# EXERCISE INSTRUCTIONS
Nothing other than an exact copy of the records should be returned.

BEGIN SUPPLIED MATERIAL

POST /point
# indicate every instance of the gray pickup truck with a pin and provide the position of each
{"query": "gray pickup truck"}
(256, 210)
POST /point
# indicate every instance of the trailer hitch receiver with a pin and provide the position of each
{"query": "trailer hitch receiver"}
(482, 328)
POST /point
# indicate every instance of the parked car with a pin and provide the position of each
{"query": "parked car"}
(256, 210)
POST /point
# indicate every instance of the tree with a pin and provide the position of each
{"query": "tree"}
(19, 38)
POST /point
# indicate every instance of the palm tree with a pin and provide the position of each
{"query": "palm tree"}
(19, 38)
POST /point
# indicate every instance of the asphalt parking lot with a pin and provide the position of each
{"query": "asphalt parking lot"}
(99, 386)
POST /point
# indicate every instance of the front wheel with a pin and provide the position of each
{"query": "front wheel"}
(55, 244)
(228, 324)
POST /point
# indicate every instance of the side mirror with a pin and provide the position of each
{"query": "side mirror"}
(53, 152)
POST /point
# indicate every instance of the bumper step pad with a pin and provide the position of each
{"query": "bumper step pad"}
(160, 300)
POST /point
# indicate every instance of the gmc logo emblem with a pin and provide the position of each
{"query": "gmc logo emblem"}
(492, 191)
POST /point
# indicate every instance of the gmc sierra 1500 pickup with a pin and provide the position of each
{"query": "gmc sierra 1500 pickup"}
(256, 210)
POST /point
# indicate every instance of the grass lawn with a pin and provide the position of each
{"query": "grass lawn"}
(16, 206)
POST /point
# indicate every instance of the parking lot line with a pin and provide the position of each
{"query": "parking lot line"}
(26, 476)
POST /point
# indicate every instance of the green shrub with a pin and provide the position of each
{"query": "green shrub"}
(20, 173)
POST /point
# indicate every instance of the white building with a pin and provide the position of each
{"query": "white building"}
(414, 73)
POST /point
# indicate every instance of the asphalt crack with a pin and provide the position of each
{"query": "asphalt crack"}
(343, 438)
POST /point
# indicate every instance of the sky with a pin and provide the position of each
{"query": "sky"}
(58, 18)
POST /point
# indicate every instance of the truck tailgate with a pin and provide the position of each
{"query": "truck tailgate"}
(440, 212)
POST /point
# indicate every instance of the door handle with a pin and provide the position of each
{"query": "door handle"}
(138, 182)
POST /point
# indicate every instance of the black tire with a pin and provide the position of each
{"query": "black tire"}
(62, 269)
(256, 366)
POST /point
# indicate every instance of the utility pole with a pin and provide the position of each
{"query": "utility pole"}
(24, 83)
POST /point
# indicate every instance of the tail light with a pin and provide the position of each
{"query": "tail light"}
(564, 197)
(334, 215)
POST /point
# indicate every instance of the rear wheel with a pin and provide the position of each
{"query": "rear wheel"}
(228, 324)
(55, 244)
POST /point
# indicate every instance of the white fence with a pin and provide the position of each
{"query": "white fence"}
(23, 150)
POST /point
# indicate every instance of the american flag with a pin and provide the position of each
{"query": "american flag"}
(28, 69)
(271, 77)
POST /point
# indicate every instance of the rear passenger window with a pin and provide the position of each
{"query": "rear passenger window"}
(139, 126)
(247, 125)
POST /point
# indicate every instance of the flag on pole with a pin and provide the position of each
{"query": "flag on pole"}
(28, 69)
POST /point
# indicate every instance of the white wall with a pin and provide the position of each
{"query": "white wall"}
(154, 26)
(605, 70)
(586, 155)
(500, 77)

END SUPPLIED MATERIAL

# TASK RESPONSE
POST /point
# indicate every instance of the gray pickup truck with a pin and provide the position of each
{"query": "gray pickup truck"}
(256, 210)
POST /point
# indicate every instance of the trailer hitch receiver with a pin and provide the position of each
{"query": "trailer hitch receiver"}
(482, 328)
POST /point
# indicate every instance of the parked car with a pin and provide the position of each
{"query": "parked car"}
(256, 210)
POST /point
# indicate every instance of the tree with a pin and provide the position of each
{"query": "tree"}
(19, 38)
POST /point
# indicate every instance of the palm tree with a pin and provide the position of each
{"query": "palm tree"}
(19, 38)
POST /point
# indicate every instance of the asphalt parking lot with a pin and provide the position of each
{"query": "asphalt parking lot"}
(99, 386)
POST /point
# indicate every instance of the front wheel with a pin and provide the position of each
{"query": "front wheel"}
(55, 244)
(228, 324)
POST /point
# indicate every instance of the side mirror with a pin and provide the position of each
{"query": "side mirror"}
(53, 152)
POST /point
# indicate every instance of the bumper step pad with a pin and provide the position of each
{"query": "bumper step pad"}
(160, 300)
POST /point
# indicate every instance of the gmc logo emblem with a pin and provide the position of each
{"query": "gmc logo emblem"}
(492, 191)
POST /point
# indicate every instance of the gmc sierra 1500 pickup with a pin and provide the position of each
{"query": "gmc sierra 1500 pickup"}
(256, 210)
POST /point
# indicate every instance of the grass lawn with a pin and provide the position of each
{"query": "grass lawn"}
(16, 206)
POST /point
# indicate every instance of the parking lot line with a pin and provide the position of each
{"query": "parking lot line"}
(26, 476)
POST /point
# indicate every instance of the green shrub with a pin and provide the position of each
{"query": "green shrub"}
(20, 173)
POST /point
# indicate every instance of the white building with a pin and provide the position of each
{"query": "white building"}
(414, 73)
POST /point
# indicate every instance of the asphalt crack with a pin and provide the position of each
{"query": "asphalt crack"}
(343, 438)
POST /point
# indicate every instance of the sky with a pin and provide the position of each
{"query": "sky"}
(58, 18)
POST /point
# indicate every instance of the truck tailgate with a pin and provide the position of each
{"query": "truck tailgate"}
(440, 212)
POST /point
# indicate every instance of the door handle with a pin and provide the position of each
{"query": "door handle"}
(138, 182)
POST /point
# indicate every instance of the black tire with a pin and provide the position of each
{"query": "black tire"}
(62, 269)
(256, 366)
POST /point
# indicate every instance of the utility pole with a pin and provide the position of each
{"query": "utility pole"}
(24, 83)
POST /point
# indicate every instance of the tail light with a pin and provide the position of each
{"query": "tail light"}
(564, 197)
(334, 215)
POST /point
# indicate every instance of the rear wheel with a pin and provide the position of each
{"query": "rear wheel"}
(228, 324)
(55, 244)
POST /point
# indicate every instance of the white fence with a pin and provide the position of each
{"query": "white fence"}
(23, 150)
POST /point
# indicate every instance of the american flag with a pin and provide the position of each
{"query": "american flag"}
(28, 69)
(271, 77)
POST /point
# indicate every instance of the rear passenger window with a pin and provide the position of each
{"query": "rear passenger window"}
(139, 126)
(247, 125)
POST /point
# indicate every instance of the flag on pole with a pin and provide the position of each
{"query": "flag on pole"}
(28, 69)
POST /point
# indicate every instance of the white wall with a pin and provide the position of each
{"query": "white wall"}
(154, 26)
(605, 70)
(586, 155)
(500, 77)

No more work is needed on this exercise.